Extracted text —
☆ ☆ ☆ ☆

1. Diction, diction, diction

Never underestimate how important consonants are, especially those at the ends of words. For example ‘ing’ becomes ‘ing-uh’ at ends of words like ‘disguising’. The words should feel large in your mouth. Slow down your speech – it may feel unnatural to you but will sound normal to the outdoor audience.

2. Prepare for any weather

Expect the unexpected. This year we went from frozen fingers in Scotland to slathering on factor 50 sun-cream in Devon in the space of a week. You need to be prepared so it doesn’t affect your performance. Bug spray, waterproof trousers and a sun hat are all essentials.

3. Pick a face per character

Often in outdoor theatre you will be playing several characters per show, for example in The Mikado this year six of us sang the entire score. Pick an instantly identifiable face/accent per character you play as a base. The audience member at the back of a 500-strong crowd then instantly knows which character they are looking at. In Illyria we jokingly call this ‘facting’ (face acting).

4. Embrace the unnatural

Outdoor theatre requires skills that may be at odds with elements of your training. Deliver every line to the front and only turn back to the character you are talking to at the end of your line. Make gestures big. But do remember to turn off your outdoor voice when you’re not on stage.

5. Keep healthy

There are no microphones, so it is essential to keep your vocal health. Good sleep, keeping alcohol to a minimum and not singing along to musical soundtracks on long journeys will all help.

☆ ☆ ☆ ☆

Data provided —
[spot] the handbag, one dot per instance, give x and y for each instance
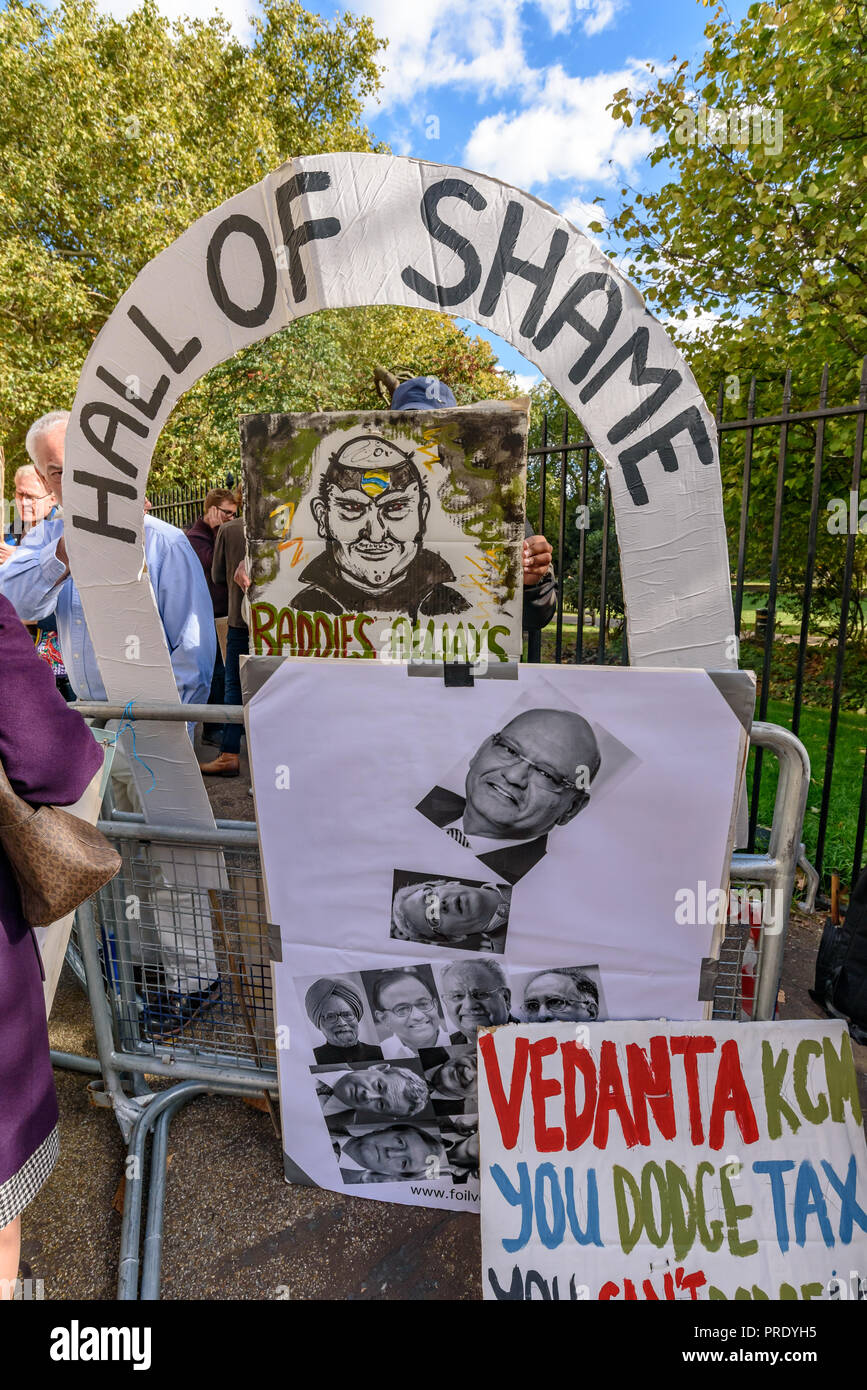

☆ ☆ ☆ ☆

Work to complete —
Reproduce the passage in the outdoor theatre tips from "Never underestimate how" to "the outdoor audience.".

Task output —
Never underestimate how important consonants are, especially those at the ends of words. For example ‘ing’ becomes ‘ing-uh’ at ends of words like ‘disguising’. The words should feel large in your mouth. Slow down your speech – it may feel unnatural to you but will sound normal to the outdoor audience.